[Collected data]
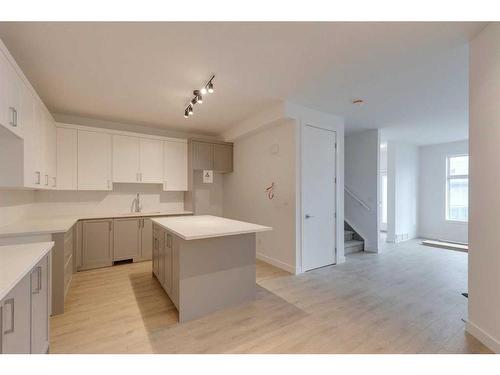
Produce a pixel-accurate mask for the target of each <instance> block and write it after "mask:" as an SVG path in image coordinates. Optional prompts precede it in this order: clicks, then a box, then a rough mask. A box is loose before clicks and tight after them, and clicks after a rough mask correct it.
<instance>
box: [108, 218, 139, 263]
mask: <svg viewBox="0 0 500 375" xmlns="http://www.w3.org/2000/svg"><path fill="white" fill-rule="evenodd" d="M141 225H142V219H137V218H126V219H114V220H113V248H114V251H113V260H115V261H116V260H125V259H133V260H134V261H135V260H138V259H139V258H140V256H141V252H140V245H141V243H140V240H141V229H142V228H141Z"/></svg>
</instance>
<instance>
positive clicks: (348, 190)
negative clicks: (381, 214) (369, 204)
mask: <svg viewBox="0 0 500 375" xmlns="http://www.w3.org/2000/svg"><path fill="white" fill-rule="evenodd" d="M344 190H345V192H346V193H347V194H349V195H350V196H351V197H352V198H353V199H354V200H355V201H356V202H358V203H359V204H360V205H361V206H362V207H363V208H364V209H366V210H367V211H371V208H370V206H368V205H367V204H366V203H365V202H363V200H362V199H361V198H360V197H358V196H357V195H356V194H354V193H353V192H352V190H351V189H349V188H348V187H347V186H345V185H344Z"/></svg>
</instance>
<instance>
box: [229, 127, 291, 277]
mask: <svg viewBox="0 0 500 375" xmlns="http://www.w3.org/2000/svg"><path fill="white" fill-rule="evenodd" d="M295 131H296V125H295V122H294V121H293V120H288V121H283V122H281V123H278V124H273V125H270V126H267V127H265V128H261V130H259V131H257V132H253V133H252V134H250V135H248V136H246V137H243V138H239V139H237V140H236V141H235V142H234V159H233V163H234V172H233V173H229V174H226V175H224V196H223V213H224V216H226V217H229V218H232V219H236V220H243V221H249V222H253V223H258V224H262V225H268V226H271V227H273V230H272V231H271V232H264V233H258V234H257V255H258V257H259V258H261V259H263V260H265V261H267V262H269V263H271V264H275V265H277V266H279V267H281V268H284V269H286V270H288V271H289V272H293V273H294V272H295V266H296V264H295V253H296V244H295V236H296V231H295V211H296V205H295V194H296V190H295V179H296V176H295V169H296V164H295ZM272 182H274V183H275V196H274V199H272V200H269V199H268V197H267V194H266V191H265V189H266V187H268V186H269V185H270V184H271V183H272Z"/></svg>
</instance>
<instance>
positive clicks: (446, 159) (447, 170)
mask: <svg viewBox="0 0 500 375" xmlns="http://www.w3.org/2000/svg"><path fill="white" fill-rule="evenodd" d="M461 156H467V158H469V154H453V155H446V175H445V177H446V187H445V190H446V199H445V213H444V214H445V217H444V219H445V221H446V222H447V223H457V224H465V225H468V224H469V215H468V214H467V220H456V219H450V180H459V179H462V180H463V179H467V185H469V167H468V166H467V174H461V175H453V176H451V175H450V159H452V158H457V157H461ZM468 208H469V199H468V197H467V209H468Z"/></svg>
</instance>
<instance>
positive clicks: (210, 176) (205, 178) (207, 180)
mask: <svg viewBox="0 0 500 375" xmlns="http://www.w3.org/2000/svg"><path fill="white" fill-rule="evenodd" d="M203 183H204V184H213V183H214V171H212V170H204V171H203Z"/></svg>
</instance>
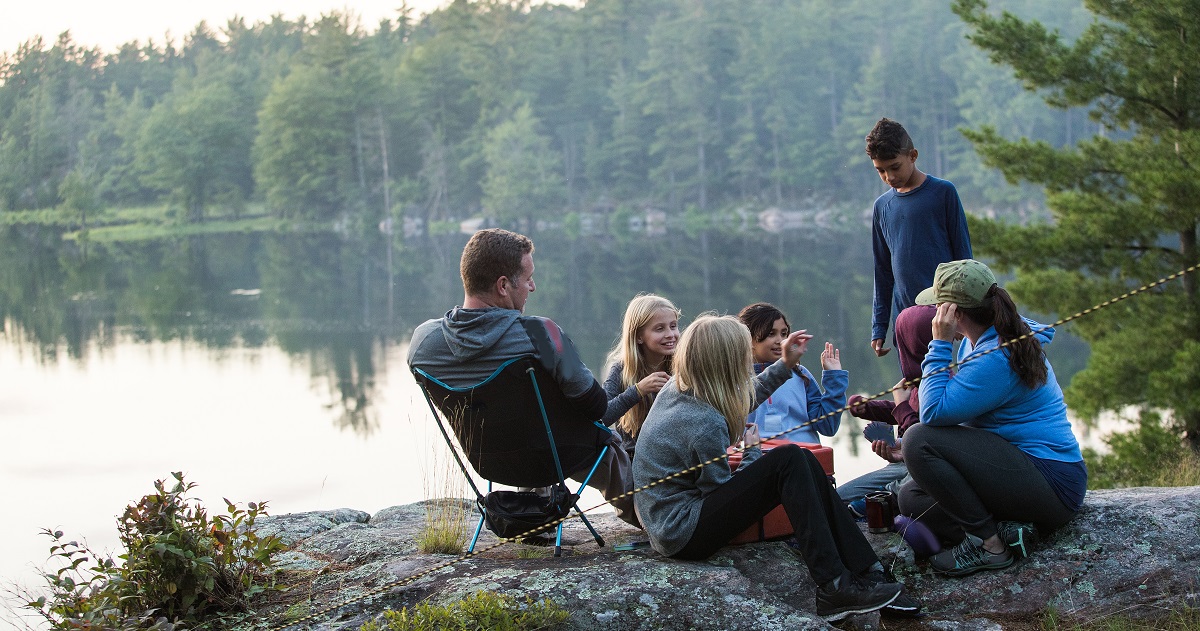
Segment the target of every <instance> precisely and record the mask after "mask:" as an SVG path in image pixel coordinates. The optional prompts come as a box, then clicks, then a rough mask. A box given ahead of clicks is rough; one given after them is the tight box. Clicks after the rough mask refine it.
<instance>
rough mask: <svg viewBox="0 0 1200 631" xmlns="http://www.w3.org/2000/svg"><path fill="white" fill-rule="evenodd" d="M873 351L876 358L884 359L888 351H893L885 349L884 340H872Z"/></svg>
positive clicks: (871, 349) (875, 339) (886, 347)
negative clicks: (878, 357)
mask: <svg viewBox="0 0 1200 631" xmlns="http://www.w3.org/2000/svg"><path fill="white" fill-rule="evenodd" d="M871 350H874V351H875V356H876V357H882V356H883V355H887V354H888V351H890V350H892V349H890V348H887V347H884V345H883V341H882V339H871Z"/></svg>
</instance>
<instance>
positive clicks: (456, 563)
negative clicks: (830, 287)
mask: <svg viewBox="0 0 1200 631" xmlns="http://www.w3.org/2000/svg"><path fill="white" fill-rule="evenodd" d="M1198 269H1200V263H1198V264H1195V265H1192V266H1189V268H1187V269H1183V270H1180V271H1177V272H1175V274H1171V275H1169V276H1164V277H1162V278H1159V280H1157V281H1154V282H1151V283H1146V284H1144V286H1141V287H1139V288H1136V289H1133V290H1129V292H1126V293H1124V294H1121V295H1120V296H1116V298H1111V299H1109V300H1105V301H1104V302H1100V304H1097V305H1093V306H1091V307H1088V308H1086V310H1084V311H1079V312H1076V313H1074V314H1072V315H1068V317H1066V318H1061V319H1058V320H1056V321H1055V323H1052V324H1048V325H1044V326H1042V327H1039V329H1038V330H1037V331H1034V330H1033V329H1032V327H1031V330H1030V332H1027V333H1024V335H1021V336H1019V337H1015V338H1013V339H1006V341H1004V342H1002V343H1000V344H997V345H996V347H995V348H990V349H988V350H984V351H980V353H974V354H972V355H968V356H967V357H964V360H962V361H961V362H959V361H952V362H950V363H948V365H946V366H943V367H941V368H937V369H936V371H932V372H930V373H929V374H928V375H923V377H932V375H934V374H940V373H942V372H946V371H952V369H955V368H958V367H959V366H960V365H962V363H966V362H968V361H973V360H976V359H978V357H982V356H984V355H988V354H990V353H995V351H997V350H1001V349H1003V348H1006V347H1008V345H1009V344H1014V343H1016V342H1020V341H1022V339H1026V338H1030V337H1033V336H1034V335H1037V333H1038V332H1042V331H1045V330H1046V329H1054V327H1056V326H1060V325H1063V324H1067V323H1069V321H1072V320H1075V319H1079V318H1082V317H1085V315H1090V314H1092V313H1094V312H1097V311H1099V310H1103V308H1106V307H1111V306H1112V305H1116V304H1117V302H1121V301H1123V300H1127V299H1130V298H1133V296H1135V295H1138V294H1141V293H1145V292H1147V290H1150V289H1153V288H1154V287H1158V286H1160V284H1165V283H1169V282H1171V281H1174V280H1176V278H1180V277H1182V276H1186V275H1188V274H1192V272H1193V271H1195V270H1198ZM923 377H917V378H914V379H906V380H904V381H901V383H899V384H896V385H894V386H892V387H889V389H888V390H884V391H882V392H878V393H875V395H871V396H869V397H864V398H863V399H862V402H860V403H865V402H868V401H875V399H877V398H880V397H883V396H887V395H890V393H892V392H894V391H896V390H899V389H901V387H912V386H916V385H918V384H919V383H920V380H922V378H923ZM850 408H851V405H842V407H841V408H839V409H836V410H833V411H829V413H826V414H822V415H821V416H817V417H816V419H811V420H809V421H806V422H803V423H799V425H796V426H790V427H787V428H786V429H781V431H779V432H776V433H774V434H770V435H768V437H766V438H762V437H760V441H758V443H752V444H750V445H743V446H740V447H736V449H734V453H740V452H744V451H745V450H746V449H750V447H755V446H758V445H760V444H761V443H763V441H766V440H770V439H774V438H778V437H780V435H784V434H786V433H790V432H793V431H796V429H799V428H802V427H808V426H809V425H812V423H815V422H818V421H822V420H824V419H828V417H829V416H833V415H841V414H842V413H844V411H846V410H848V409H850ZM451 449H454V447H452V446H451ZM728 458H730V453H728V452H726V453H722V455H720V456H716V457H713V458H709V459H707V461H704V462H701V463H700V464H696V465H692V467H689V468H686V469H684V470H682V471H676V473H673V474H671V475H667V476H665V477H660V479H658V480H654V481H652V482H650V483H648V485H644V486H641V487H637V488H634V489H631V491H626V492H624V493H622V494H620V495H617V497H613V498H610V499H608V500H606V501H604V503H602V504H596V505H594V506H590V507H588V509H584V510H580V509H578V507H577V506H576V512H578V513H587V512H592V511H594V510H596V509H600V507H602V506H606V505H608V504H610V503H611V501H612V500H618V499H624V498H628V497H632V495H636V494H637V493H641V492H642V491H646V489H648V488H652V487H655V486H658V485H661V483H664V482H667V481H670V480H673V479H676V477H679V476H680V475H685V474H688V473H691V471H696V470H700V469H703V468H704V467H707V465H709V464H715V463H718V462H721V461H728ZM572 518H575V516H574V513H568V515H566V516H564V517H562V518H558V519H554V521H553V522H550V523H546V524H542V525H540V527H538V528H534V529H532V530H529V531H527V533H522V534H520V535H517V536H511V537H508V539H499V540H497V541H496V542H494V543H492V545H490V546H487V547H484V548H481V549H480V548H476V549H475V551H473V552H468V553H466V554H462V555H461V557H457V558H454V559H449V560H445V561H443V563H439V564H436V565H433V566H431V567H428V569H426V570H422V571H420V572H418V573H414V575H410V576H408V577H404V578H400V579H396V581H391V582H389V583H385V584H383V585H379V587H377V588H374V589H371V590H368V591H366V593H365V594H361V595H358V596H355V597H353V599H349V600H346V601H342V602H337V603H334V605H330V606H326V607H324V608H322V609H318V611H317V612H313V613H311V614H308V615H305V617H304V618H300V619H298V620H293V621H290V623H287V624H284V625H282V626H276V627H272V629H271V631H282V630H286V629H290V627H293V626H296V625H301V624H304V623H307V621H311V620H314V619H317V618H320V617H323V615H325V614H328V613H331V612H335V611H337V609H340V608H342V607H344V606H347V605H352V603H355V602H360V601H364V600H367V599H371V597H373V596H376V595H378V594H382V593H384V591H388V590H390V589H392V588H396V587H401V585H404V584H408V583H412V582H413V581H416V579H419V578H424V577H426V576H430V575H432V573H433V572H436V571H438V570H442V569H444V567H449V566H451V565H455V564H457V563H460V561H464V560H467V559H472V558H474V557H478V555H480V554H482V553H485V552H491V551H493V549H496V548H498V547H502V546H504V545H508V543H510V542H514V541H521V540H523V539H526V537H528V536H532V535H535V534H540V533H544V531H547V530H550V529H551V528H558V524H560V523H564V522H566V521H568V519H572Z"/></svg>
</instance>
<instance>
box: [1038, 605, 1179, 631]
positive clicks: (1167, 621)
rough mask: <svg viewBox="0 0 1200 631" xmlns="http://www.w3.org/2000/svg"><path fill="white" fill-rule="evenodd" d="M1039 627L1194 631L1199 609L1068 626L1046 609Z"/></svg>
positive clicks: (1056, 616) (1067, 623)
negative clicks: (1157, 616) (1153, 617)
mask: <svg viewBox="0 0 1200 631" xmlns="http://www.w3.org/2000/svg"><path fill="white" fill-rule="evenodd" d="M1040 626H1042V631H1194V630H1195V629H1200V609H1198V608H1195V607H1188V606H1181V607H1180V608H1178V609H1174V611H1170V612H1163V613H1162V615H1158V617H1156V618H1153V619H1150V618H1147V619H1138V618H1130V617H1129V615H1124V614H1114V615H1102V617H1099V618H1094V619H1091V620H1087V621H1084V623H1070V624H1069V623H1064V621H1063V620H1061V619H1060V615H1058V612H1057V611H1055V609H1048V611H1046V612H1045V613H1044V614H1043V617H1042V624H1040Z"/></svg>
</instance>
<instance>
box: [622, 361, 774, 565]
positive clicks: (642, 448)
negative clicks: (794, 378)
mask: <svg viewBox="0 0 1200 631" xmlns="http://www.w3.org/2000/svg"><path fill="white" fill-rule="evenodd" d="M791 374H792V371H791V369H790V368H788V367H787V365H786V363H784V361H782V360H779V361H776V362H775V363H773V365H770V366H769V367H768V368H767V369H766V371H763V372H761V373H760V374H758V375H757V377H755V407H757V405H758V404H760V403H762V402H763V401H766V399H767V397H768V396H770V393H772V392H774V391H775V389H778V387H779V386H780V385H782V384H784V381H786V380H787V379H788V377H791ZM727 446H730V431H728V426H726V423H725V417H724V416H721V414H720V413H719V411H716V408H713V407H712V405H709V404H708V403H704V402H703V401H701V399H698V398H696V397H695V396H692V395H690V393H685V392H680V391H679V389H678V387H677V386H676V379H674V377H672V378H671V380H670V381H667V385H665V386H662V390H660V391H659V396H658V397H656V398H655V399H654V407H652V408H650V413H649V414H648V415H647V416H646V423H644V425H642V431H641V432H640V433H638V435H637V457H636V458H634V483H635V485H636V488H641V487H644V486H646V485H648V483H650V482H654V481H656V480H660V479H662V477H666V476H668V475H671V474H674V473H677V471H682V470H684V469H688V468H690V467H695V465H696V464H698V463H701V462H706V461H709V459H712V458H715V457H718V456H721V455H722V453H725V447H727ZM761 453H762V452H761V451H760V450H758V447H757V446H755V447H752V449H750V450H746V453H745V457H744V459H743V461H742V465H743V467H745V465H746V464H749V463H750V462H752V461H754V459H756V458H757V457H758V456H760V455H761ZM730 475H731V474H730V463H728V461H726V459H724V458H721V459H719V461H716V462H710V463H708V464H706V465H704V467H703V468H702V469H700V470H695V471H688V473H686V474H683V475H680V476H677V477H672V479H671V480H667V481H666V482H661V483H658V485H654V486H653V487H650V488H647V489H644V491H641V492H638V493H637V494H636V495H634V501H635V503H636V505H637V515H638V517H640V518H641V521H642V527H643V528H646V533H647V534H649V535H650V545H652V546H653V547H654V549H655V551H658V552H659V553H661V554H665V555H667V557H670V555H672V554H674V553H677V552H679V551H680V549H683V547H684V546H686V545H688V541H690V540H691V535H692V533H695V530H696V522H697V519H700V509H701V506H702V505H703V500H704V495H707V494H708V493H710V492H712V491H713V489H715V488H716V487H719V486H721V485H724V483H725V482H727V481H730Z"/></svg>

(What you should do) Copy the entries above exactly, but only from the line holding "Segment the target" through the line holding "positive clicks: (871, 349)", both included.

(Task solution)
Segment the target of every <instance> precisely and record the mask after "mask:" as an SVG path in image pixel coordinates. The optional prompts come as a box, then clicks, then a rough mask. A box given ahead of clicks is rough; one given after them is the tight box. Clicks after the rough mask refine it.
<instance>
rough mask: <svg viewBox="0 0 1200 631" xmlns="http://www.w3.org/2000/svg"><path fill="white" fill-rule="evenodd" d="M873 351L876 358L884 359L888 351H893L885 349L884 340H872Z"/></svg>
positive clicks: (871, 349) (875, 339) (886, 347)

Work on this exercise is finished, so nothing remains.